### 本文
新型コロナウイルス肺炎、習近平の指示はなぜ遅れたのか?

2020年1月24日(金)12時00分
遠藤誉(中国問題グローバル研究所所長)

地方政府の隠蔽工作:その2──地方議会である「両会」が開催される

中国では3月5日から日本の国会に近い機能を持つ全人代(全国人民代表大会)が始まるが、それと同時(一般に2日前から。会期は同じ)に開催される全国政治協商会議の二つを「全国両会」と称している。その前に各地方の全てのレベルにおける「両会」が開催され、おおむね春節前には終わるようになっている。

武漢市は湖北省にあるが、省レベルの「両会」は今年1月12日から17日まで開催されることになっていた。この湖北省両会における審議結果は、3月6日以降の各省レベル分科会において、習近平国家主席も参加して北京の人民大会堂で報告されるのである。

そのような「神聖な」湖北省両会を汚すわけにはいかない。

そこで武漢市政府は湖北省政府にも北京の中央政府にも、知られないように画策したと考えていい。

それを示す画像が中国のネットで出回っている。

それを以下に示す。

この赤い線の所にご注目頂きたい。12日に湖北省両会が開幕し、17日に「勝利閉幕(勝利的に閉幕した)」と書いてあるが、なんとその間だけは「密接に接触した者同士による新しい感染者はゼロ」とあるではないか!

つまり、この間だけは無事にすり抜けたかったのである。

その証拠に、1月19日になると、患者数が突然「3倍以上に」増加していることが報告されている。

6日間に発症した患者数を、19日に一気に発表したからだ。

この「裏事情」を知らない人々は、「19日を境に一気に感染が広がった」と報道しているが、それは実は「真っ赤なウソ!」なのである。

これが、北京、中央政府に感染の実態を報告しなかった本当の理由だ。

なぜ中央政府に情報が上がったのか?

ではなぜ中央政府・北京の知るところとなったのか。第一段階は「上海」の働きにある。

こちらの情報をご覧いただきたい。

2019年12月26日、上海市公共衛生臨床センター科研プロジェクトが通常のサンプル収集として、プロジェクトの相手である武漢市中心医院と武漢市疾病制御センターから発熱患者のサンプルを入手し、精密に検査した。その結果、2020年1月5日に上海市のセンターは、この病原菌が未だかつて歴史上見たことのない「新型コロナウイルス」であることを突き止めた。

それでも湖北省政府は両会を開催し、「たしかに病例はあったが、問題は解決していますので大丈夫ですから」という無言の偽装メッセージを北京に送った。しかしさすがに北京は疑わしいと思ったのだろう。第二段階として、1月19日に中国政府のシンクタンクの一つ中国工程院院士(博士の上のアカデミックな称号)である鐘南山氏率いる「国家ハイレベル専門家グループ」が武漢市の現状視察にやって来た。そこで現状を把握した一行は、その日の内に北京に引き返し、中央に報告したという。

こうして習近平の知るところとなり、20日に習近平が「重要指示」をやっと発布することになったわけだ。それを境に中国国内はパニックに突入。

### エントリー抜粋
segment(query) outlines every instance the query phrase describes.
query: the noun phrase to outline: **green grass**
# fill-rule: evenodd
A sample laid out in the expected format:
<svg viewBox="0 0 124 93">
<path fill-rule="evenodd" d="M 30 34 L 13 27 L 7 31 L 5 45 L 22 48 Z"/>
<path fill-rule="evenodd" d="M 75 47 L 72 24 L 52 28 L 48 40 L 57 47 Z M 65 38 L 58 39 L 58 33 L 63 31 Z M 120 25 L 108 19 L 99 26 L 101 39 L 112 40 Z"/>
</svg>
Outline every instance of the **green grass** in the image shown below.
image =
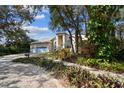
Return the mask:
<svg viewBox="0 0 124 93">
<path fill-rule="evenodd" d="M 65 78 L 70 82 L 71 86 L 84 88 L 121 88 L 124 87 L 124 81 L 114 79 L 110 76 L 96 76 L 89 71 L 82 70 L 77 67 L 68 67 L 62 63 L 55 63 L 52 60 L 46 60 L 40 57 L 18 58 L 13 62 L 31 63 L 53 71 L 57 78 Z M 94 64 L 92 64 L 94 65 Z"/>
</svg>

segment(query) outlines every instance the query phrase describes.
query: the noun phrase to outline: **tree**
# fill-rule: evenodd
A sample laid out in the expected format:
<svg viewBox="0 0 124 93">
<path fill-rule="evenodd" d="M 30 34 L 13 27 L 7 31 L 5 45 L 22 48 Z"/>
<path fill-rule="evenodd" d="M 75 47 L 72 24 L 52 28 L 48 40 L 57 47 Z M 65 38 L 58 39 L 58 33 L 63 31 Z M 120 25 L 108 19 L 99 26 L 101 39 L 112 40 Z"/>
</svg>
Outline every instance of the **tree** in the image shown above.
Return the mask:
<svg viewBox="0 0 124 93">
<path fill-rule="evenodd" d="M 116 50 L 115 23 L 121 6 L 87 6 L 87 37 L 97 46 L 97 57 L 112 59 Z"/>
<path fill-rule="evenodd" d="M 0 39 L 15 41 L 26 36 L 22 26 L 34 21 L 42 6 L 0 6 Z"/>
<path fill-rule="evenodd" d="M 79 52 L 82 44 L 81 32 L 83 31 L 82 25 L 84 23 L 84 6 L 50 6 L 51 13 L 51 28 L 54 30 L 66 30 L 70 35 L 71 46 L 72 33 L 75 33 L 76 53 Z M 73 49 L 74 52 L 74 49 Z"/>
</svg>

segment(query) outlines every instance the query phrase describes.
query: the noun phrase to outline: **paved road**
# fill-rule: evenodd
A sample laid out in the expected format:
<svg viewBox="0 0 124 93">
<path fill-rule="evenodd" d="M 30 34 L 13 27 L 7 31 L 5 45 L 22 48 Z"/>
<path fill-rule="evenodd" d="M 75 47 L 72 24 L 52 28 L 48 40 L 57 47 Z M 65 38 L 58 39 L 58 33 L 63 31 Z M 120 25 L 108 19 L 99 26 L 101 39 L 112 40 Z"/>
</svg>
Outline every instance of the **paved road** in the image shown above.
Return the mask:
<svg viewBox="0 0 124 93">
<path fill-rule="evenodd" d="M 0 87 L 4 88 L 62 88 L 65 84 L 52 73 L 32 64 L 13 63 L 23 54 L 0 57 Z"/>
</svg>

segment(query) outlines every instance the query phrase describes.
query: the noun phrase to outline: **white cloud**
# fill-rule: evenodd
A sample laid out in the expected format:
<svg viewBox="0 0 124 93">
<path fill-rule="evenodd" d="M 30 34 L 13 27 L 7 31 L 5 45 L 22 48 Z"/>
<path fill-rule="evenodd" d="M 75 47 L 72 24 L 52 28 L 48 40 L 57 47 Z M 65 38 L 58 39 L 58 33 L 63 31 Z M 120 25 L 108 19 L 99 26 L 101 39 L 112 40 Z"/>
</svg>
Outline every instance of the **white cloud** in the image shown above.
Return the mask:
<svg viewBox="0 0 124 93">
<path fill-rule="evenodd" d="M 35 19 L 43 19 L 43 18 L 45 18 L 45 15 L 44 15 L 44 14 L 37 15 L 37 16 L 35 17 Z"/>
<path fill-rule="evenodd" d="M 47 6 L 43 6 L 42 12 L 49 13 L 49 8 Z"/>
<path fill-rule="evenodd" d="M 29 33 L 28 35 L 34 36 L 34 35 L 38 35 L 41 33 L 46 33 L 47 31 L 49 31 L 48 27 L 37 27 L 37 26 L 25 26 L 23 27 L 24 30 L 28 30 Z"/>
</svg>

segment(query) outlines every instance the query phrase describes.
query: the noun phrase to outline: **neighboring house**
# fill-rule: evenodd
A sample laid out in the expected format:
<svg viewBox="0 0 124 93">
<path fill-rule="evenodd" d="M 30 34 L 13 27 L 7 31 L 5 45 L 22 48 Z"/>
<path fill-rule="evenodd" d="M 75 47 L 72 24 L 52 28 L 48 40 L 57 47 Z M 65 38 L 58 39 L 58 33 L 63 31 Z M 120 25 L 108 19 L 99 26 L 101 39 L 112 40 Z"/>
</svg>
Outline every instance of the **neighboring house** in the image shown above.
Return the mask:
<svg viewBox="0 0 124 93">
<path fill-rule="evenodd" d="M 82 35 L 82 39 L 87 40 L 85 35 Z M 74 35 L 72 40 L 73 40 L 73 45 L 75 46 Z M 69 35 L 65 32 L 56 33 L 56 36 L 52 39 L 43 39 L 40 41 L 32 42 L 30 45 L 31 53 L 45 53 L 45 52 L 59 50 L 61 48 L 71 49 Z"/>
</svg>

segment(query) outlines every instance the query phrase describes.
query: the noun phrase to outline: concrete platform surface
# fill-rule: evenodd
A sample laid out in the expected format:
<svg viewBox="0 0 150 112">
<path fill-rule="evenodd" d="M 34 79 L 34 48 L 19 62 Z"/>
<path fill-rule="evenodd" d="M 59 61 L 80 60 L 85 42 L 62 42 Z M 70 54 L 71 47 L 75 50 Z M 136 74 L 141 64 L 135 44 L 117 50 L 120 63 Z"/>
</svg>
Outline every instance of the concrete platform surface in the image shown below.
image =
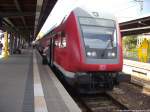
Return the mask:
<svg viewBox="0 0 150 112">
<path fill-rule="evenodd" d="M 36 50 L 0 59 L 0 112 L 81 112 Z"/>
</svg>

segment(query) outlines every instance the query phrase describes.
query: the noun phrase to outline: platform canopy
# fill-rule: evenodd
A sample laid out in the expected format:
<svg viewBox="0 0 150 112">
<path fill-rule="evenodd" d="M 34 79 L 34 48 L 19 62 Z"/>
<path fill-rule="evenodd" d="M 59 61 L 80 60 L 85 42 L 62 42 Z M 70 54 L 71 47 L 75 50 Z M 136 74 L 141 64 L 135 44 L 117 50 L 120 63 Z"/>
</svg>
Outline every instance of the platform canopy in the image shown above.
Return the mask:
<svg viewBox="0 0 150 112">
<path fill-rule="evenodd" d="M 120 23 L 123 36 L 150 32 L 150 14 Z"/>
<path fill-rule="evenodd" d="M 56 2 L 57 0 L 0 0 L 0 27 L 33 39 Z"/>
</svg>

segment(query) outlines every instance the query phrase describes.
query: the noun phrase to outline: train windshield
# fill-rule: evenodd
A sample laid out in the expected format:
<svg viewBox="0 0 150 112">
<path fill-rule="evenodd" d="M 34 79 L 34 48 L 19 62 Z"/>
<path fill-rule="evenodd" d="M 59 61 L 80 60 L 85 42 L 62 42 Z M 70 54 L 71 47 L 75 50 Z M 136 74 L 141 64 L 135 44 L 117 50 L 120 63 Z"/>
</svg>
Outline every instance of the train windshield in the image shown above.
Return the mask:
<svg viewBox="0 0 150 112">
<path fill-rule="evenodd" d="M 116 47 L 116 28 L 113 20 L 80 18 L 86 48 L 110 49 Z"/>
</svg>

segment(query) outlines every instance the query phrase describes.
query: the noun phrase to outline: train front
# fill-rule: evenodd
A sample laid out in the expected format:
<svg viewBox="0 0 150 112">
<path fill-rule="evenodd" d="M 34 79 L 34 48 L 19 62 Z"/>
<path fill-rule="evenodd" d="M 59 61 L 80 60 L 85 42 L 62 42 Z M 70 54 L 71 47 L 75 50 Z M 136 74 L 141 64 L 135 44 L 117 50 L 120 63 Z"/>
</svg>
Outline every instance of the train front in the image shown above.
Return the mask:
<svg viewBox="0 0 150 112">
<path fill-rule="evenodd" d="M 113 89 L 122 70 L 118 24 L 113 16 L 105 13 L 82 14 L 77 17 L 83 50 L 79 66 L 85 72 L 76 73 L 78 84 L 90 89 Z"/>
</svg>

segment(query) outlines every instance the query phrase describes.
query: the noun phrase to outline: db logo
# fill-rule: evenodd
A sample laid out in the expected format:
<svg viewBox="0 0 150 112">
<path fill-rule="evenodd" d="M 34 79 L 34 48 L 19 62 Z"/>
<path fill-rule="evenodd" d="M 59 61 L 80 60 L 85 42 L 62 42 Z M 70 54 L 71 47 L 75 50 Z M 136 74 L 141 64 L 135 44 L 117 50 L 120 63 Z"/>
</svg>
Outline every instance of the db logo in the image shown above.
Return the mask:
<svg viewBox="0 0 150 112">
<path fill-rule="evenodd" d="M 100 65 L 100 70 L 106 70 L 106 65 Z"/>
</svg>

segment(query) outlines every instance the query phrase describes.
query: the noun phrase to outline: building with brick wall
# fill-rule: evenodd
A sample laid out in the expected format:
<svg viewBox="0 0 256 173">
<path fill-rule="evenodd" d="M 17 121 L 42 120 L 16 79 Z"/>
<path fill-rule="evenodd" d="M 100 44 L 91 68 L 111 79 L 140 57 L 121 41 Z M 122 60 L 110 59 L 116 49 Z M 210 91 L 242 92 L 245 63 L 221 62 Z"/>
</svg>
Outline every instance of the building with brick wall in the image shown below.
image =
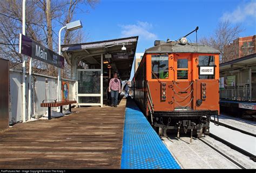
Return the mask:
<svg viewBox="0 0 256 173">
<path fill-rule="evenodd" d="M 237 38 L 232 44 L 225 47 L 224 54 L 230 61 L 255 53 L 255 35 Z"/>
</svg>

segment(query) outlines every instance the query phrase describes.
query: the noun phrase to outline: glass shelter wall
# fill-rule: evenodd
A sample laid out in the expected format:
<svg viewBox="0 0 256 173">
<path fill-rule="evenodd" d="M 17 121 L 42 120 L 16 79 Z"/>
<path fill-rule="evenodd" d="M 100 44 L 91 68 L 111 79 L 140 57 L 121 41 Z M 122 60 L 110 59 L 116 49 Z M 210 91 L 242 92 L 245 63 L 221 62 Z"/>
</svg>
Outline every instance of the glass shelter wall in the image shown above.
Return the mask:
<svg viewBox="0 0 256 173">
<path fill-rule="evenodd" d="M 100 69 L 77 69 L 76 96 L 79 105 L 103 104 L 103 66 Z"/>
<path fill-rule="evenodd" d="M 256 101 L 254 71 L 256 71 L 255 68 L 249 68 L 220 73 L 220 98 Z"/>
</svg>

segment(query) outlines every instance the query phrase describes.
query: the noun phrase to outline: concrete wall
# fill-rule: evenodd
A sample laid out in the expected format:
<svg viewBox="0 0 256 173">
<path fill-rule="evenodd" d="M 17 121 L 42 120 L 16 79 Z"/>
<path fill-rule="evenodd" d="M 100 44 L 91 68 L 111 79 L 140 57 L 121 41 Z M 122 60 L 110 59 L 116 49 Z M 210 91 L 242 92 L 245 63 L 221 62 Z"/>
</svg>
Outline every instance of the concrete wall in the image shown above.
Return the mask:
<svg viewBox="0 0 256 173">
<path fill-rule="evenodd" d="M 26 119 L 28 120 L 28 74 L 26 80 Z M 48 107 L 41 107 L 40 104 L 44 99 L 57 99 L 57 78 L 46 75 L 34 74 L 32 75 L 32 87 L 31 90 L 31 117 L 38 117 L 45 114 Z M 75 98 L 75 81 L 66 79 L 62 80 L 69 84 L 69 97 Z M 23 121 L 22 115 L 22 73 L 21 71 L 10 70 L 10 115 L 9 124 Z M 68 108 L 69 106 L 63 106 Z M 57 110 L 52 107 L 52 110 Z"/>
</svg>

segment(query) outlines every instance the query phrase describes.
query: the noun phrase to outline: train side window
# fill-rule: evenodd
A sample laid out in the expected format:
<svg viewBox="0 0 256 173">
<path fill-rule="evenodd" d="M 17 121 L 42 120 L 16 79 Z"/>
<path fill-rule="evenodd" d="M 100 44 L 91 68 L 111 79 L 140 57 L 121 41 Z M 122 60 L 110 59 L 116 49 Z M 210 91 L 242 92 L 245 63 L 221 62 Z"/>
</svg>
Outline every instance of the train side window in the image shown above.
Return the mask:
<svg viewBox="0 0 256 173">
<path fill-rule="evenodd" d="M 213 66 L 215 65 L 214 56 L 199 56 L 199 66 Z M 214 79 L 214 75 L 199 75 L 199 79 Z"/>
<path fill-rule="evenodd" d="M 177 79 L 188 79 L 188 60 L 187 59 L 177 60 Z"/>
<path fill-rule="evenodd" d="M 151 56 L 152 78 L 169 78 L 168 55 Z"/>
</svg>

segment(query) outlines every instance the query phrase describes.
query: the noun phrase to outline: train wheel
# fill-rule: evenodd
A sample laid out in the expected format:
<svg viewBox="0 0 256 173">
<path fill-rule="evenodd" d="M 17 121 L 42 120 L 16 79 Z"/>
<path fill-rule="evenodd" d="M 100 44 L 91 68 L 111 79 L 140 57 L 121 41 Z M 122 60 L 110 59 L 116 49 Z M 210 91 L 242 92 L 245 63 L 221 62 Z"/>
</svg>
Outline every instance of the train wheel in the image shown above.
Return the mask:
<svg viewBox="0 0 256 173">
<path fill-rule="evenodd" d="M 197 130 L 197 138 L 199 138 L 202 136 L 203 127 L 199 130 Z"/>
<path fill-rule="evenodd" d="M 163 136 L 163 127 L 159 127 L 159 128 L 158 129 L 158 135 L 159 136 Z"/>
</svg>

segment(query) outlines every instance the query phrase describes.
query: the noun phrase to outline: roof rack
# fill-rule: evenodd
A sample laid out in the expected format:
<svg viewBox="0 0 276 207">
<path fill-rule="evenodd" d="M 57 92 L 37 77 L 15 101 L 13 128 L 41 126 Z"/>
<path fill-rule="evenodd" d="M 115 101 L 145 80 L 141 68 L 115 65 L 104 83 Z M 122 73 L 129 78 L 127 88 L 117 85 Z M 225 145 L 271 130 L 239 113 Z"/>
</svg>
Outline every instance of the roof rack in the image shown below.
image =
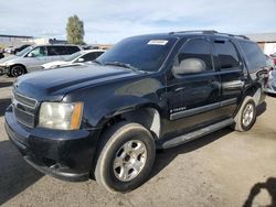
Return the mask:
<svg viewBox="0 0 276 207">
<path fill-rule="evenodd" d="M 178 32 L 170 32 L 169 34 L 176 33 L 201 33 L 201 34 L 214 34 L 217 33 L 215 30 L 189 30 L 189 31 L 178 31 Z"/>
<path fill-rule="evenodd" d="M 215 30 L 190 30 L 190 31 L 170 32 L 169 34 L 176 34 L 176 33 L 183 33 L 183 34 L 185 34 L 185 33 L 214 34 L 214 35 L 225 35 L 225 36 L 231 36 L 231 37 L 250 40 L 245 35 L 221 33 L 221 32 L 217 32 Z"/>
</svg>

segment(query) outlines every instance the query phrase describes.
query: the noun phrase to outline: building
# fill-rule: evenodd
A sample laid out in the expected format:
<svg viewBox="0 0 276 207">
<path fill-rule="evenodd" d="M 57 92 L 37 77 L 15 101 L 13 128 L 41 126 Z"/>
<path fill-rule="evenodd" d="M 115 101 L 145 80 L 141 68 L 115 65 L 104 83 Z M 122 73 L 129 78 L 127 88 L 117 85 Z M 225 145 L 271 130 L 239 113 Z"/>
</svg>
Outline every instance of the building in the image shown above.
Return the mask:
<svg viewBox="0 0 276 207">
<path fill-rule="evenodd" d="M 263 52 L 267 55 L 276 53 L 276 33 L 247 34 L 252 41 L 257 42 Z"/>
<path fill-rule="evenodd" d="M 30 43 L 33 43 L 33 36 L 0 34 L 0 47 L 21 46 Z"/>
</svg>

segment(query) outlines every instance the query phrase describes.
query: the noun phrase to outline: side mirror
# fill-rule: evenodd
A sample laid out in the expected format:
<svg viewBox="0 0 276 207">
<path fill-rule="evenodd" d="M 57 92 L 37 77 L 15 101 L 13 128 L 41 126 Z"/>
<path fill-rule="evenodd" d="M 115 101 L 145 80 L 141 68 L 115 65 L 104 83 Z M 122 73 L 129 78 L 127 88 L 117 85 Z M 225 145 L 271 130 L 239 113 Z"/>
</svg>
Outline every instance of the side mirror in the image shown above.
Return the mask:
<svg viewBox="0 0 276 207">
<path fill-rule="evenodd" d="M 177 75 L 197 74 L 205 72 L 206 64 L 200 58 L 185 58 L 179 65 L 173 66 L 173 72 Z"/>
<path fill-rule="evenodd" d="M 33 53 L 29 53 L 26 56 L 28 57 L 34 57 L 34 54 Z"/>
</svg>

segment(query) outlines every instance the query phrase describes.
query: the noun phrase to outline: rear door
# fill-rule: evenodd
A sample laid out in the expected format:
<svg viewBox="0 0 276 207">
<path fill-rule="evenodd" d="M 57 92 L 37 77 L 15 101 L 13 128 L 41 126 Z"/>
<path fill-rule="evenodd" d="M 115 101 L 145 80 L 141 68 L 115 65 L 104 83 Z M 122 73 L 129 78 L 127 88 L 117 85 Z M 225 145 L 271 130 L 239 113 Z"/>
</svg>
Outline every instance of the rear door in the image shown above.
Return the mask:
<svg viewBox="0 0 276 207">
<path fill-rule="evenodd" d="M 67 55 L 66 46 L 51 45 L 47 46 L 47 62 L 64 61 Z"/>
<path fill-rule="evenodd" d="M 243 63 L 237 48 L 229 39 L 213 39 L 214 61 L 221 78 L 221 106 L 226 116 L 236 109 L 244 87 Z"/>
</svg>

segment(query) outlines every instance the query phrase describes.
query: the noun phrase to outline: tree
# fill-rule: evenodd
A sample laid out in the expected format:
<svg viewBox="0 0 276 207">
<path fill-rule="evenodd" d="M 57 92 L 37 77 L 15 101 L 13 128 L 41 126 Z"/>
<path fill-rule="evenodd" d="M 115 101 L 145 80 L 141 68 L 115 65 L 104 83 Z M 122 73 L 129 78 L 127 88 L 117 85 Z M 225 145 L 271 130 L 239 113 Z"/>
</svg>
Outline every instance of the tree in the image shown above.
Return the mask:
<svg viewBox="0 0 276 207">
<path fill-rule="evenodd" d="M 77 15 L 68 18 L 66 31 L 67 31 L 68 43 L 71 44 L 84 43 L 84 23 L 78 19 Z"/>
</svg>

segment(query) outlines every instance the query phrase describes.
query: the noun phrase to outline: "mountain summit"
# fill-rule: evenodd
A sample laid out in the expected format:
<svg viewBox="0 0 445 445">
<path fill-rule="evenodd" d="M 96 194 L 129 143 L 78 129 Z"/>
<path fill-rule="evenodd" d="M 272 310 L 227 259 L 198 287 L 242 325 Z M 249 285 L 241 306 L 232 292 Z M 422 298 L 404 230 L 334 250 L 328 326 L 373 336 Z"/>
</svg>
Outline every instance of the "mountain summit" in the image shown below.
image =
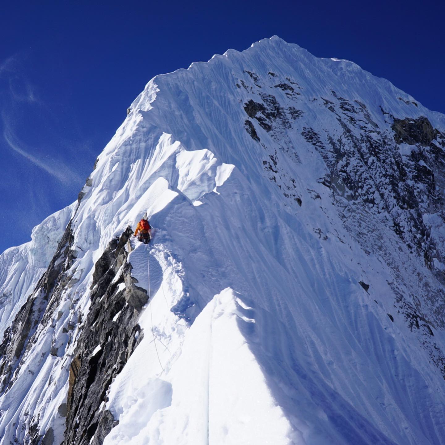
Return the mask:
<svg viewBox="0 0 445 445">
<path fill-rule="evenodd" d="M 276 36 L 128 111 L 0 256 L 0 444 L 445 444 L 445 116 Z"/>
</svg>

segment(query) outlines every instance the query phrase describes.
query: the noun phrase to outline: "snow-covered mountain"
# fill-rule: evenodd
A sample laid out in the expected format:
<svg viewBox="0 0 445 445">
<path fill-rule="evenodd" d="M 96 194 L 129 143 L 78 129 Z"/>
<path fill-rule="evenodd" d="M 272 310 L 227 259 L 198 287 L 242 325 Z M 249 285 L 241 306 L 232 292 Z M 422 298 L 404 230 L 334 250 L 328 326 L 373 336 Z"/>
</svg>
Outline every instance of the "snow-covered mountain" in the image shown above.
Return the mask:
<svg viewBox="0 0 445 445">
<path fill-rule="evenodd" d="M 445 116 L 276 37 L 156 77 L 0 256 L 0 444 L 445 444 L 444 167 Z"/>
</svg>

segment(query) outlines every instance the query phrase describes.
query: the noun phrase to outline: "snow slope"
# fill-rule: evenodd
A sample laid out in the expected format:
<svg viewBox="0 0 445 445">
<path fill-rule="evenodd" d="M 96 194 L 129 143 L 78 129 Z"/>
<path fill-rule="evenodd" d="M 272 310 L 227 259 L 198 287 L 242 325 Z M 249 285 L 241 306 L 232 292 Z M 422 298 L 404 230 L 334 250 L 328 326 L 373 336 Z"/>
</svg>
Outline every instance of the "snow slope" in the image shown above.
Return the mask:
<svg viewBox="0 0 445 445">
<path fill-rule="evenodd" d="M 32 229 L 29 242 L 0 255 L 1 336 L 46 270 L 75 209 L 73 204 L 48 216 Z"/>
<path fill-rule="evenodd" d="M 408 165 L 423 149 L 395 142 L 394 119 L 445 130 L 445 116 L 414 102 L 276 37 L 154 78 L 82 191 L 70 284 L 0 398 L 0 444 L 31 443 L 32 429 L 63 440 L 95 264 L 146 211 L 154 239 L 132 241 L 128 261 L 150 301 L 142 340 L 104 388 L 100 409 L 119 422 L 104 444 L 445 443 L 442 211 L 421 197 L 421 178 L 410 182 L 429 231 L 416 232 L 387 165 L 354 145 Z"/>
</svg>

### 課題の指示
A. 本文について、次の問いに答えよ。答えにも同じ記号を付けること。
(i) 湖北省の「両会」は何日から何日まで開催されることになっていたか。
(ii) 上海市のセンターが病原菌を「新型コロナウイルス」だと突き止めたのはいつか。
(iii) 1月19日に武漢市の現状視察に来た「国家ハイレベル専門家グループ」を率いたのは誰か。
B. 本文のうち、「その証拠に、1月19日になる」から「ではなぜ中央政府・北京の知るところとなったのか。第一段階は「上海」の働きにある。」までを、両端の語句も含めてそのまま抜き出せ。

### 解答一覧
A.
(i) 1月12日から17日まで
(ii) 2020年1月5日
(iii) 鐘南山氏

B.
その証拠に、1月19日になると、患者数が突然「3倍以上に」増加していることが報告されている。

6日間に発症した患者数を、19日に一気に発表したからだ。

この「裏事情」を知らない人々は、「19日を境に一気に感染が広がった」と報道しているが、それは実は「真っ赤なウソ!」なのである。

これが、北京、中央政府に感染の実態を報告しなかった本当の理由だ。

なぜ中央政府に情報が上がったのか?

ではなぜ中央政府・北京の知るところとなったのか。第一段階は「上海」の働きにある。